Begitu mudah menjadi orang sombong. Namun butuh upaya untuk menjadi rendah hati.
Saat pertama kali bertemu Lubis Grafura, statemen yang terlontar dari mulut saya adalah, sifat sombong kadang diperlukan dalam diri seseorang. Lubis Grafura yang pada tahun 2007 silam saya temui dalam rangka mencari nasihat tentang dunia tulis menulis, mengiyakan statemen tersebut. Bahwa sombong memang perlu.
Uli Hoeness ketika menjabat sebagai manajer klub Bayern Munchen, sengaja menjadikan kesombongan sebagai salah satu cara untuk mencitrakan klub. Hoeness tidak peduli dengan orang lain. Meskipun pelatih Munchen saat itu (1998), Ottmar Hitzfeld terang-terang tidak menyukai citra tersebut.
"Jangan pongah, bersikaplah sederhana," nasihat Hitzfeld kepada para pemainnya. Bersikap sederhana tentu bukanlah senada dengan
frame sombong dan angkuh yang sudah dibangun oleh Hoeness.*
Alex Ferguson pun tahu betul arti kesombongan bagi timnya. Ketika Manchester United ditahan imbang 1-1 oleh Juventus di kandang sendiri pada leg pertama semifinal Piala Champions 1998/1999 (7/4/99), Fergie bukan malah menunduk. Sebaliknya, komentar bernada pongah dilontarkan Fergie.
########################################
● DAFTAR TUGAS:
- A) Kutip bagian teks tentang kesombongan di antara "Begitu mudah menjadi" dan "sombong memang perlu.", termasuk kedua bagian itu.
- B) Menurut teks tentang kesombongan, siapa pelatih Bayern Munchen pada tahun 1998?
Materi di bawah ini terpisah dari teks tentang kesombongan.

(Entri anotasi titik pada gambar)
########################################
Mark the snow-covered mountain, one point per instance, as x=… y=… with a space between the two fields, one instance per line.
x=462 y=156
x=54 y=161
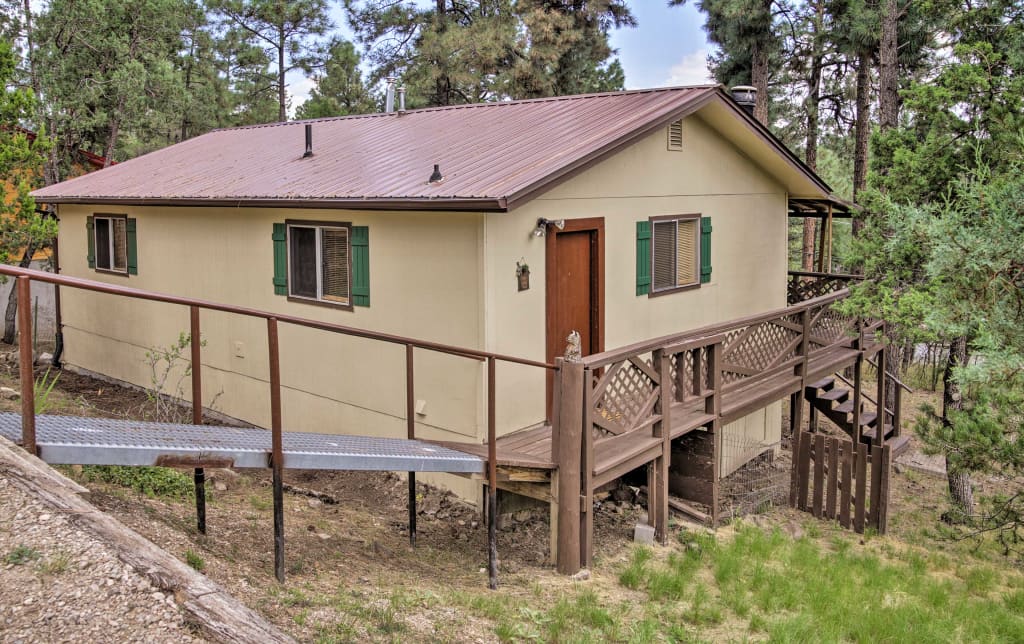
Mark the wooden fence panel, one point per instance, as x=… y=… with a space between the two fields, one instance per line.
x=838 y=480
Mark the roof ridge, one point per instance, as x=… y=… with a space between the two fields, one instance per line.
x=470 y=105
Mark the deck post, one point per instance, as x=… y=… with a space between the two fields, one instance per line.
x=713 y=405
x=657 y=490
x=492 y=478
x=276 y=449
x=26 y=360
x=568 y=417
x=411 y=433
x=880 y=419
x=199 y=474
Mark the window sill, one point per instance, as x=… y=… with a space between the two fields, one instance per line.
x=108 y=271
x=334 y=305
x=689 y=287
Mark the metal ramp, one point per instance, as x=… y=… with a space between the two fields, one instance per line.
x=81 y=440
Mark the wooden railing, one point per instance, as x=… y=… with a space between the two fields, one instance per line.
x=620 y=410
x=26 y=275
x=805 y=285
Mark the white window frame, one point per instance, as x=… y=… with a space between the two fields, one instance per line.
x=320 y=226
x=654 y=291
x=95 y=242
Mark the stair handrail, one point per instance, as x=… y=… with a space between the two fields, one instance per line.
x=863 y=395
x=890 y=376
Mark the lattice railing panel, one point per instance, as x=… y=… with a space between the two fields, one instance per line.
########################################
● JAWABAN:
- A)
Begitu mudah menjadi orang sombong. Namun butuh upaya untuk menjadi rendah hati.
Saat pertama kali bertemu Lubis Grafura, statemen yang terlontar dari mulut saya adalah, sifat sombong kadang diperlukan dalam diri seseorang. Lubis Grafura yang pada tahun 2007 silam saya temui dalam rangka mencari nasihat tentang dunia tulis menulis, mengiyakan statemen tersebut. Bahwa sombong memang perlu.

- B) Ottmar Hitzfeld.